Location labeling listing
=-=-=-=-=
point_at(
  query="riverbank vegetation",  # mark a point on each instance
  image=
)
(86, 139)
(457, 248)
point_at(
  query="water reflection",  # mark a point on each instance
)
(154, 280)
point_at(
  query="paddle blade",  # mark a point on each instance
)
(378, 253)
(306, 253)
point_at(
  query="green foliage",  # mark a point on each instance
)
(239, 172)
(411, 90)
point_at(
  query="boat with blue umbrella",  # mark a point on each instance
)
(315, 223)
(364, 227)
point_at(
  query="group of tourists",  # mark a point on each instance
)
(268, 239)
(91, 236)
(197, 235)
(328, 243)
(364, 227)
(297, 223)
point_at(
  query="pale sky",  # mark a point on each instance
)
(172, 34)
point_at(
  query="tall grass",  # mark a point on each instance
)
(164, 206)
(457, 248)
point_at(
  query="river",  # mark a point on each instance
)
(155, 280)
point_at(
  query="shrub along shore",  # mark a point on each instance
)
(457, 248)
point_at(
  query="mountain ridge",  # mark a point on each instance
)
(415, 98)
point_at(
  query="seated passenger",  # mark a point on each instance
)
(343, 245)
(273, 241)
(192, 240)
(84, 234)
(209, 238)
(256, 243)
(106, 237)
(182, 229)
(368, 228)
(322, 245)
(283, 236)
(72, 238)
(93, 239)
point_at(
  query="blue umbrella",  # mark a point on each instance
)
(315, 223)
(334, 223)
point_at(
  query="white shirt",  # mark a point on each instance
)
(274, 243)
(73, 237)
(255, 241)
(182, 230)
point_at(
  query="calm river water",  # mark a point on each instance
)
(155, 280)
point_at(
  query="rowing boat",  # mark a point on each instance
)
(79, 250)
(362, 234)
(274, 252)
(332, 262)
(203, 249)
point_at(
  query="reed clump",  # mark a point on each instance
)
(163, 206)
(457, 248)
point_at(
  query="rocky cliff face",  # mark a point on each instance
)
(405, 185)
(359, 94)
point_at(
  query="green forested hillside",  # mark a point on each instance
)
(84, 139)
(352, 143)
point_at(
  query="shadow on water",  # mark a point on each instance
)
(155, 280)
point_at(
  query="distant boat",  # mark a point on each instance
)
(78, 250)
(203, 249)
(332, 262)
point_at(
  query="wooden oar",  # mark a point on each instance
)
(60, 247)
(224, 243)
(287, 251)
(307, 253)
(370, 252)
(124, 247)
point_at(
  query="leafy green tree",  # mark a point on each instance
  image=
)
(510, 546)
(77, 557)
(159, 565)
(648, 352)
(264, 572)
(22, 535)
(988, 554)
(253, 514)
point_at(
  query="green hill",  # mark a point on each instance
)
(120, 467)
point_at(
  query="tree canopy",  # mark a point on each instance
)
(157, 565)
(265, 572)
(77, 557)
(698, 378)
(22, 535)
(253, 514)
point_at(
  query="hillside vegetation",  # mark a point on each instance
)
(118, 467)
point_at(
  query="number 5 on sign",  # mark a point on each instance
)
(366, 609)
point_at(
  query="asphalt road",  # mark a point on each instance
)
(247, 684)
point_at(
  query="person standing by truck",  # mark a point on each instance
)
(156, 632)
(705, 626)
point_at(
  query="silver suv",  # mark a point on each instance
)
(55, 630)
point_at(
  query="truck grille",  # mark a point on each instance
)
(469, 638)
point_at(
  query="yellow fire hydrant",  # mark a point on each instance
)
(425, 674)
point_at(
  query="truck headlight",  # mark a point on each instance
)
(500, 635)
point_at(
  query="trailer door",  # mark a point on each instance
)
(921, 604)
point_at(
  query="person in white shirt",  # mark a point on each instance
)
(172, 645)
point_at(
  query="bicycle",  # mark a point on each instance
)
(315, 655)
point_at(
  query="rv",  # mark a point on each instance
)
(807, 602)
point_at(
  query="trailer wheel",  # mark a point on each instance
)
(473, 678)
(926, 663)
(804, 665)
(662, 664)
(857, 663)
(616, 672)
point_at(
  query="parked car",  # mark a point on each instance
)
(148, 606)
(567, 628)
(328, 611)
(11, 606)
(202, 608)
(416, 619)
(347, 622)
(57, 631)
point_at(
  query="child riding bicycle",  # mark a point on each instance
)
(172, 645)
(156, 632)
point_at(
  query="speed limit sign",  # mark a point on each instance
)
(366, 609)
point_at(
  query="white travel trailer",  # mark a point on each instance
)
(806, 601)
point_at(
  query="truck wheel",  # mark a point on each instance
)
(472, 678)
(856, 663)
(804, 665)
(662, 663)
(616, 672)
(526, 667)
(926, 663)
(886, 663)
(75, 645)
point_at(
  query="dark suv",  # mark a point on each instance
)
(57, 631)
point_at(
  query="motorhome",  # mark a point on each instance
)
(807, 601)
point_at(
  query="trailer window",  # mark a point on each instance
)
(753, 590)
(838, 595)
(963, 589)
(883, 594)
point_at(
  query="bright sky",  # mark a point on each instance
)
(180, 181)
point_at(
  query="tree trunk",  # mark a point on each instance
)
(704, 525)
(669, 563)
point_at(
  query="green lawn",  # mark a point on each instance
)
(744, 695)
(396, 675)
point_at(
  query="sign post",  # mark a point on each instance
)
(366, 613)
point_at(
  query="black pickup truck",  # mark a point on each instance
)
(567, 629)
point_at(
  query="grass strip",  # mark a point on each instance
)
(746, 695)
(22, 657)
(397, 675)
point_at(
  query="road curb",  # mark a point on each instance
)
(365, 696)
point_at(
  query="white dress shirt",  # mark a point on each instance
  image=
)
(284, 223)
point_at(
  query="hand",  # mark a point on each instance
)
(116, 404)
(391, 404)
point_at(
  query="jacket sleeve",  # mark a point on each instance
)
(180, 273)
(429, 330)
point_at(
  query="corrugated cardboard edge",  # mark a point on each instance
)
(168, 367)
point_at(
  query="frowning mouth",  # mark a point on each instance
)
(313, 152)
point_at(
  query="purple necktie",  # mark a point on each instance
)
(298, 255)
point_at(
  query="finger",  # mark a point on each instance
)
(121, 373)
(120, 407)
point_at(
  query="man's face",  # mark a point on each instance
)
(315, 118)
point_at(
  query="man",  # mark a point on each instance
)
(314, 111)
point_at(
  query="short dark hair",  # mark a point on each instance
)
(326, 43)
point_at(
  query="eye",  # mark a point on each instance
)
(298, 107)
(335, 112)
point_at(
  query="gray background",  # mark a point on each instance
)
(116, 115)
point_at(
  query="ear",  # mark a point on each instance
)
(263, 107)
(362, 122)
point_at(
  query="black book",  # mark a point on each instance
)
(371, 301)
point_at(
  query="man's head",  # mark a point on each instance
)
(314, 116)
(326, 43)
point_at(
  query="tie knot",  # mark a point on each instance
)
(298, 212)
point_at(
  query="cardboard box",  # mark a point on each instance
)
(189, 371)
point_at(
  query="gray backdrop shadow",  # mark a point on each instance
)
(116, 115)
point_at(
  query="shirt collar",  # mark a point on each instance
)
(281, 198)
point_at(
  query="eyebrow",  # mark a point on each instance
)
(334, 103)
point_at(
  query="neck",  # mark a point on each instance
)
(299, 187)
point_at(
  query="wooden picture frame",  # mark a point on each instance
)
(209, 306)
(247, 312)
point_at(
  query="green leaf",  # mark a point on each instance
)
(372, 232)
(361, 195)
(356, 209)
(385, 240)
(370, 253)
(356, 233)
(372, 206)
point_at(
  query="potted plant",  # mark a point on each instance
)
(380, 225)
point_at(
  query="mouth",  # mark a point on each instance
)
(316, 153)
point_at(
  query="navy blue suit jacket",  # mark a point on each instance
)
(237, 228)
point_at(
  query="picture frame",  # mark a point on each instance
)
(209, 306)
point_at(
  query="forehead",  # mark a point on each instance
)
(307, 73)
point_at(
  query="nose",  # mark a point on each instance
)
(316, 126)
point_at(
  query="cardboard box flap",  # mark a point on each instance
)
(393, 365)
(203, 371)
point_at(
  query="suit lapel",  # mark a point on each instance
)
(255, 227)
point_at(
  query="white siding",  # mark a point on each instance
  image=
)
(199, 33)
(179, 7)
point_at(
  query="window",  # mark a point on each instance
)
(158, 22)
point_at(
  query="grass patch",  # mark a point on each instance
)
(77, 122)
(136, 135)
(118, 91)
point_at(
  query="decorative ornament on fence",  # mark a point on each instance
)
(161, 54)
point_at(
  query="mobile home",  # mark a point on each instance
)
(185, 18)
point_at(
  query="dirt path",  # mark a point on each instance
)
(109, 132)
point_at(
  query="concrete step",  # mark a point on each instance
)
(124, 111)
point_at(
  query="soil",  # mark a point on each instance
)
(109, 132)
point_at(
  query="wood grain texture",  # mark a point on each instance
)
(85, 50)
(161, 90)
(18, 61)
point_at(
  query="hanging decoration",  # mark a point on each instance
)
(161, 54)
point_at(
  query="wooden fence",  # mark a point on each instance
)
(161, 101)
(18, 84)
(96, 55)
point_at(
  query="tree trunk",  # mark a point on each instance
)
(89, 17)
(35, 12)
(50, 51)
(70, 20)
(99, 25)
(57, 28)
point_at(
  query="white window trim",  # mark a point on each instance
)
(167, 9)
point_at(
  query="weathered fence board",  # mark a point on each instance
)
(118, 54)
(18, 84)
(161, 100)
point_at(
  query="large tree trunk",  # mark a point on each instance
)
=-=-=-=-=
Brief:
In the listing above, count the lines that contain the word "umbrella". Reply with the number only.

The answer:
2